* [WORK REQUEST] Transcribe the news report below about the fake window cleaner word for word, from its first line through its last, without including the records that follow it.

======== READING PASSAGE ========

SOURCE: American Academy of Dermatology
THE SIN BIN: -
Fake window cleaner conned woman, 89: A FAKE window cleaner who stole money from an 89-year-old woman has been jailed for four years. A judge told Ian Cornell (43), of Chesterfield Road, Mansfield, that he was 'disgusted' by his behaviour in targeting an elderly woman. The victim was asleep in a chair in her living room in the afternoon on 15th October when she was woken by Cornell, Nottingham Crown Court was told on Friday. Prosecutor Paul Stimson said Cornell told the woman he had come to clean the windows on behalf of her regular cleaner, giving the other man's correct first name. "He then asked if he could come in for a cup of tea because he was cold," said Mr Stimson. Without being invited he followed her in and stole £20 from her purse while she made the tea. It was his 10th conviction for house burglary and although most were derelict properties, the last two, for which he received 28 months in prison, were lived in.Cornell, who admitted the offence, had never had help with his drugs problem and was sorry for what he had done, according to his barrister Sarah Munro. Judge Dudley Bennett told him: "You are a persistent criminal, you conned your way in with your lying pretence that you were a window cleaner."

======== DATASET ENTRIES ========

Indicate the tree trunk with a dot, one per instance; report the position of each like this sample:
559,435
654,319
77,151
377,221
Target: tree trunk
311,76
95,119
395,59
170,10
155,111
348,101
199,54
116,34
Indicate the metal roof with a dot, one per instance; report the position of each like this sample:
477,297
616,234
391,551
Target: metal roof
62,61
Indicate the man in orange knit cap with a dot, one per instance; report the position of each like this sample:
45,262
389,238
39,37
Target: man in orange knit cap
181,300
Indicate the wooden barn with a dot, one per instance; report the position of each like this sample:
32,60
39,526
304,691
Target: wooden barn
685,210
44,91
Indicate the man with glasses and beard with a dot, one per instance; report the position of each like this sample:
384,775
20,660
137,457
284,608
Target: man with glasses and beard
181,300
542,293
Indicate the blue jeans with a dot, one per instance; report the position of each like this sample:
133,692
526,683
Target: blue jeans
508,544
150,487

========

* [SOLUTION BELOW]
SOURCE: American Academy of Dermatology
THE SIN BIN: -
Fake window cleaner conned woman, 89: A FAKE window cleaner who stole money from an 89-year-old woman has been jailed for four years. A judge told Ian Cornell (43), of Chesterfield Road, Mansfield, that he was 'disgusted' by his behaviour in targeting an elderly woman. The victim was asleep in a chair in her living room in the afternoon on 15th October when she was woken by Cornell, Nottingham Crown Court was told on Friday. Prosecutor Paul Stimson said Cornell told the woman he had come to clean the windows on behalf of her regular cleaner, giving the other man's correct first name. "He then asked if he could come in for a cup of tea because he was cold," said Mr Stimson. Without being invited he followed her in and stole £20 from her purse while she made the tea. It was his 10th conviction for house burglary and although most were derelict properties, the last two, for which he received 28 months in prison, were lived in.Cornell, who admitted the offence, had never had help with his drugs problem and was sorry for what he had done, according to his barrister Sarah Munro. Judge Dudley Bennett told him: "You are a persistent criminal, you conned your way in with your lying pretence that you were a window cleaner."